WHAT TO PRODUCE — Could you rewrite the rows from the line that has "Can you find the weathered" through the line that has "[[244, 184]]", keeping each request unchanged but offsetting every x and y coordinate in the answers by 107? Return only those lines.

[Stored rows]
— start —
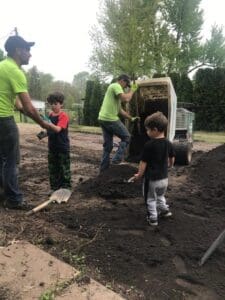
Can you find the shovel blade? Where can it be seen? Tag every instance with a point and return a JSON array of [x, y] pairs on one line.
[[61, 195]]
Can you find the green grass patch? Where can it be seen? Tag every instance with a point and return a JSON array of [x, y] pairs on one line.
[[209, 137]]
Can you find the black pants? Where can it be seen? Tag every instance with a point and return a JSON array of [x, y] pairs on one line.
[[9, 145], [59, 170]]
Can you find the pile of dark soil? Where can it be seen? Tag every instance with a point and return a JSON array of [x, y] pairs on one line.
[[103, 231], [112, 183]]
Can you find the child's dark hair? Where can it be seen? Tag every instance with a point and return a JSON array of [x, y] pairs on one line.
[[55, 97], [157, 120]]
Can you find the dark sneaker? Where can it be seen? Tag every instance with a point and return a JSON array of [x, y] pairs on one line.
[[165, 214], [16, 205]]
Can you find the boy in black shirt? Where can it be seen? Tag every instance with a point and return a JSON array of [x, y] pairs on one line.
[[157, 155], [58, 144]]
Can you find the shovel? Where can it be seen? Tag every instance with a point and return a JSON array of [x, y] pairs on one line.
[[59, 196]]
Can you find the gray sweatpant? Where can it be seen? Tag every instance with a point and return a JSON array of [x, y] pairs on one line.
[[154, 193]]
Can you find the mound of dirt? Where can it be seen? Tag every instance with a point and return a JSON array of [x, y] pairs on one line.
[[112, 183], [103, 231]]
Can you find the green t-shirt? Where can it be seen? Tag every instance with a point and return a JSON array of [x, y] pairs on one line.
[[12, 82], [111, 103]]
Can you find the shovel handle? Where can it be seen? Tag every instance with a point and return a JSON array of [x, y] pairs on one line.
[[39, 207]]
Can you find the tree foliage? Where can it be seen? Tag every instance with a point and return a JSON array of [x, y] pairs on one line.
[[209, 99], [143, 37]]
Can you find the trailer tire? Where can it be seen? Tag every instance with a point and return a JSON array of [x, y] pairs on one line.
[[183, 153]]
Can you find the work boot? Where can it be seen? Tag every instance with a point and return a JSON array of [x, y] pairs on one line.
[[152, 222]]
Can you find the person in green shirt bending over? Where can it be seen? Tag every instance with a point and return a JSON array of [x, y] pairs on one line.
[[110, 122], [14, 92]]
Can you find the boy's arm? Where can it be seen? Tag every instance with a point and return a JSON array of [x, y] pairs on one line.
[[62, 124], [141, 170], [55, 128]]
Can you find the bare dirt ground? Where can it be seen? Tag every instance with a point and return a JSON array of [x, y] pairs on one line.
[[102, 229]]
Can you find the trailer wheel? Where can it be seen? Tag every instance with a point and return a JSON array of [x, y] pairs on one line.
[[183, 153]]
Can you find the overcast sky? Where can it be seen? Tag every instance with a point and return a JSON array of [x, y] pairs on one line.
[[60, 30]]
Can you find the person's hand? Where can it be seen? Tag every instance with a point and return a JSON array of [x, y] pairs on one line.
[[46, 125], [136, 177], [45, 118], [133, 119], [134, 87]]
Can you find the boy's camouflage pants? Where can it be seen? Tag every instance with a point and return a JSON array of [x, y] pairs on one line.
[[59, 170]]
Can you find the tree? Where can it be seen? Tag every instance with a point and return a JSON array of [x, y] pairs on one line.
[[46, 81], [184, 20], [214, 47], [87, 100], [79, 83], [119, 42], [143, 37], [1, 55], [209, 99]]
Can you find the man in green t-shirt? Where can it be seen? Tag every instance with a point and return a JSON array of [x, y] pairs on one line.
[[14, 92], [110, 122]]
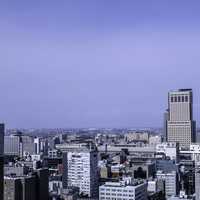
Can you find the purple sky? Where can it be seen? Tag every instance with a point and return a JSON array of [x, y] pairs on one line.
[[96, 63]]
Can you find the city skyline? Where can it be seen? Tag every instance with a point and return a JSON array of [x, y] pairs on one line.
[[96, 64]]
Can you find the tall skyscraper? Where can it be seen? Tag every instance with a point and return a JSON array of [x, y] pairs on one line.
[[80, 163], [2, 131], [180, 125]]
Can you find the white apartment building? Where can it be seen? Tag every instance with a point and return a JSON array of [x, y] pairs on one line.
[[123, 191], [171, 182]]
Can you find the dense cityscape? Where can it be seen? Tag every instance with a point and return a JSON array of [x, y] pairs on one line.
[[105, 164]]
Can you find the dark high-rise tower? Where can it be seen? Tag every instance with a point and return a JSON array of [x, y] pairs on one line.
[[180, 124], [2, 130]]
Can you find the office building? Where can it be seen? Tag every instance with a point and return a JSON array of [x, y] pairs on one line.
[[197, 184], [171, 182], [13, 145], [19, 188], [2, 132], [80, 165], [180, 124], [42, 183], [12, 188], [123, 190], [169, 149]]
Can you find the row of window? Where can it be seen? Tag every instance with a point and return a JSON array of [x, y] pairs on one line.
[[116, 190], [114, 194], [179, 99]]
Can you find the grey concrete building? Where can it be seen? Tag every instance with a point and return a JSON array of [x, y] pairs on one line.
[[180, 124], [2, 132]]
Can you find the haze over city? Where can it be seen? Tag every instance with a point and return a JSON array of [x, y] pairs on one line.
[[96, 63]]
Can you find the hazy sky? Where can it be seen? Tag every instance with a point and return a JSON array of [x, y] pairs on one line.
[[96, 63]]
— end —
— start —
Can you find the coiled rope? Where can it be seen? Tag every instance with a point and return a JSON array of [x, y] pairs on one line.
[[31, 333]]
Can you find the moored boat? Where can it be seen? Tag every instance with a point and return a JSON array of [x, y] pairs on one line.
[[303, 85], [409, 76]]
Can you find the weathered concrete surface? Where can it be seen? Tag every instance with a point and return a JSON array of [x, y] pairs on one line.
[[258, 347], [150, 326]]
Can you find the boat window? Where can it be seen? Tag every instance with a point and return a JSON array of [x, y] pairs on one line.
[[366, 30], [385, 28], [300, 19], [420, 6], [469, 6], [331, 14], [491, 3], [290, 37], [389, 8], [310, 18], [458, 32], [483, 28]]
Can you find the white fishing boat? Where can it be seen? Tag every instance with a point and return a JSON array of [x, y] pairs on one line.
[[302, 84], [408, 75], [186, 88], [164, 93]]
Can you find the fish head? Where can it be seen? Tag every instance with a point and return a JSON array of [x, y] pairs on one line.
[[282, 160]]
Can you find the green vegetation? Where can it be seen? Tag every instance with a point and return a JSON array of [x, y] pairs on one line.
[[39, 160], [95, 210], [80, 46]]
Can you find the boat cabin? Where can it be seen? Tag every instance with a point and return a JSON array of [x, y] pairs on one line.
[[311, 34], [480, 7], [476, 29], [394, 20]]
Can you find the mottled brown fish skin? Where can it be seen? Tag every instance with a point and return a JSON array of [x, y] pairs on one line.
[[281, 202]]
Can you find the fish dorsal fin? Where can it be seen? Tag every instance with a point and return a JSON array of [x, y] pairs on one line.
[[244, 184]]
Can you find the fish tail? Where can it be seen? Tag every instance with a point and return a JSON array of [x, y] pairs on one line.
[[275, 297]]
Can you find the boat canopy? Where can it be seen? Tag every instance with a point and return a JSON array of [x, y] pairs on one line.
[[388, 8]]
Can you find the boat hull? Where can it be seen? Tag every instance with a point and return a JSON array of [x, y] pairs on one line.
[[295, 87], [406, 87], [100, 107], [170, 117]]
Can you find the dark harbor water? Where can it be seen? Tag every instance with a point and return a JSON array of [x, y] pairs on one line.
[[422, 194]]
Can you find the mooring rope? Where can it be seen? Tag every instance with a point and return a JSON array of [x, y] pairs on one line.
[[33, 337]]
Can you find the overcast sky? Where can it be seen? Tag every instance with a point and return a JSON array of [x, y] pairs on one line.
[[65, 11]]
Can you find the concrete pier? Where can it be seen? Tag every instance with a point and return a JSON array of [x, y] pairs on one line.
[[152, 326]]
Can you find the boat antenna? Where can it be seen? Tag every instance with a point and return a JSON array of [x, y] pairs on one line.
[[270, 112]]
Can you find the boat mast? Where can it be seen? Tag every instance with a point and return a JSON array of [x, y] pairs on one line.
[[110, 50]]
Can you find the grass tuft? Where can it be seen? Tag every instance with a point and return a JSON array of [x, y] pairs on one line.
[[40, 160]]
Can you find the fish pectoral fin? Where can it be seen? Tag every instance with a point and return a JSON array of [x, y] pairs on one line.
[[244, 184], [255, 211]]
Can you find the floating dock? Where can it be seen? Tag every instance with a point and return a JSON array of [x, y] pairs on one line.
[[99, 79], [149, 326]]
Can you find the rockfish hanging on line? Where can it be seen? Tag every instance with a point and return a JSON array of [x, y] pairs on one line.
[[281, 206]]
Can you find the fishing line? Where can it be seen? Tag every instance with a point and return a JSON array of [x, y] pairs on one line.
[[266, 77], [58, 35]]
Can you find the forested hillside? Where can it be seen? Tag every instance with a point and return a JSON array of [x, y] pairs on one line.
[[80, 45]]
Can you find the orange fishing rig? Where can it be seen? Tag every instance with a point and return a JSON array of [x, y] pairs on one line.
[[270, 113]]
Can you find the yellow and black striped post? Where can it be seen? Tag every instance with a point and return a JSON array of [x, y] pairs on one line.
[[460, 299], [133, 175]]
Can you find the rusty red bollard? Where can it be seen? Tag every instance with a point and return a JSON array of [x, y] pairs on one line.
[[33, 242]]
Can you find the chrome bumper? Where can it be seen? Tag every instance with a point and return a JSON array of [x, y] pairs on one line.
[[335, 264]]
— end —
THE COMPLETED TASK —
Can you find the weathered concrete surface? Where can it be seen? Tag every instance with a point and return a JSON array of [x, y] pairs on one line.
[[365, 454], [257, 433]]
Can you find the boat window? Where can it be seen? Tag every instance with a point and return a JSON array of [x, y] pairs on one line.
[[473, 137], [492, 135], [407, 126], [527, 113], [576, 113], [438, 121], [598, 110], [397, 144], [496, 115], [417, 125], [565, 139], [590, 135]]
Can you find the white fishing boat? Where can it be seen? Tag every instance with a point and return a JSON array of [x, y] pairs on one line.
[[409, 191], [515, 182], [293, 195], [271, 200]]
Can you find the fish head? Where can it be seen? Tag every instance with a point and return a JSON array of [x, y] pairs on one line.
[[389, 267]]
Can you find the green vegetation? Where can it be seen? Tag every instance with a point and return a JSON array of [x, y] pairs on one line.
[[146, 267], [202, 317], [187, 153]]
Can you find the boat cabin? Where can it be seen? Tag every instance with a point and return a JSON array of [x, y] pairs on one line.
[[418, 141], [587, 114], [583, 136], [501, 127]]
Can you find the mottled brown fish skin? Where can it be seen? Tag every instance with a point and return a JSON array of [x, y] pairs on one line.
[[388, 309]]
Can you find the fish dorsal fin? Where can it be seen? Tag every instance with a point and return a JSON array of [x, y] pairs on one line.
[[351, 291]]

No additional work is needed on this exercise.